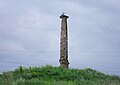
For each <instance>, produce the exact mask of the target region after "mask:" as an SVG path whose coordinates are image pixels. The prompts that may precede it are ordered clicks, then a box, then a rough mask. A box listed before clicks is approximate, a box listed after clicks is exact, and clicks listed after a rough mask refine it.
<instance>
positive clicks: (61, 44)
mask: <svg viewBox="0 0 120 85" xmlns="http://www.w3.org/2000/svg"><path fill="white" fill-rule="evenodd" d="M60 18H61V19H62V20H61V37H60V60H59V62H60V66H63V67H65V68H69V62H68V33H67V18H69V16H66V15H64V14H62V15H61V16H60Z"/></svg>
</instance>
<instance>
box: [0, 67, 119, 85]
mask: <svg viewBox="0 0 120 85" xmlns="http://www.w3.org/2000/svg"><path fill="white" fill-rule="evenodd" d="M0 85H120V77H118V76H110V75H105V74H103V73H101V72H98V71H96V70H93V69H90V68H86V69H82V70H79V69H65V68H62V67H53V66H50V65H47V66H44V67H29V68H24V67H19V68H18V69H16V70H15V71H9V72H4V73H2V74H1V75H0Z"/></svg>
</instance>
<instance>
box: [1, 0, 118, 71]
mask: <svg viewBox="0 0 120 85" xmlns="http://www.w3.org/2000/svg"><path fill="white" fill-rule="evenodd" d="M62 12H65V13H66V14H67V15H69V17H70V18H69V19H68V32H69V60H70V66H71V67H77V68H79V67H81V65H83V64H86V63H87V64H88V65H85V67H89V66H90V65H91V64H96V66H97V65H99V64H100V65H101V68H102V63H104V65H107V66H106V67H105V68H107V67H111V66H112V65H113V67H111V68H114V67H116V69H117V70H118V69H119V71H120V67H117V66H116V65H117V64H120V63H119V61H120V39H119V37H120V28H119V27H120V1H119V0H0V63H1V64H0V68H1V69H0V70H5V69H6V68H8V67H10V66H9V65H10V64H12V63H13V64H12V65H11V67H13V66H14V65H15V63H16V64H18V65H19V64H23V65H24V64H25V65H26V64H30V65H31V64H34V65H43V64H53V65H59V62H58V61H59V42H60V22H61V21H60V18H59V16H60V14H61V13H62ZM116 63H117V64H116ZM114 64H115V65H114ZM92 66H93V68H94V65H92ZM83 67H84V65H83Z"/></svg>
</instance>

━━━━

Print every record exactly, without the pictures.

For each <instance>, produce the exact mask of the target region after "mask:" as an SVG path whose coordinates are image pixels. The prompts that may precede it are ordered clicks, then a box, then a rough mask. A box listed before clicks is approximate, a box listed after clicks is exact, and clicks listed after a rough mask refine it.
<instance>
positive clicks: (61, 44)
mask: <svg viewBox="0 0 120 85" xmlns="http://www.w3.org/2000/svg"><path fill="white" fill-rule="evenodd" d="M60 18H61V19H62V20H61V37H60V60H59V62H60V66H63V67H65V68H69V62H68V33H67V18H69V16H66V15H64V14H62V15H61V16H60Z"/></svg>
</instance>
<instance>
box: [0, 67, 119, 85]
mask: <svg viewBox="0 0 120 85" xmlns="http://www.w3.org/2000/svg"><path fill="white" fill-rule="evenodd" d="M0 85H120V77H118V76H110V75H105V74H103V73H101V72H98V71H96V70H93V69H90V68H86V69H82V70H79V69H65V68H62V67H53V66H50V65H47V66H44V67H29V68H24V67H19V68H18V69H16V70H15V71H9V72H4V73H2V74H1V75H0Z"/></svg>
</instance>
<instance>
box: [1, 0, 118, 71]
mask: <svg viewBox="0 0 120 85" xmlns="http://www.w3.org/2000/svg"><path fill="white" fill-rule="evenodd" d="M62 12H65V13H66V14H67V15H69V17H70V18H69V19H68V32H69V60H70V66H71V67H77V68H79V67H81V65H83V64H86V63H87V64H88V65H85V67H89V66H90V65H91V64H96V66H97V65H99V64H100V65H101V68H102V63H104V65H107V66H106V67H105V68H107V67H111V66H112V65H113V67H111V68H114V67H116V69H117V70H118V69H119V71H120V67H117V66H116V65H117V64H120V63H119V61H120V39H119V37H120V28H119V27H120V1H119V0H0V63H1V64H0V68H1V69H0V70H5V69H6V68H8V67H10V66H9V65H10V64H12V63H13V64H12V65H11V67H13V66H14V65H15V63H16V64H18V65H19V64H23V65H24V64H25V65H26V64H30V65H31V64H34V65H43V64H53V65H59V62H58V61H59V42H60V22H61V21H60V18H59V16H60V14H61V13H62ZM116 63H117V64H116ZM114 64H115V65H114ZM92 66H93V68H94V65H92ZM83 67H84V65H83Z"/></svg>
</instance>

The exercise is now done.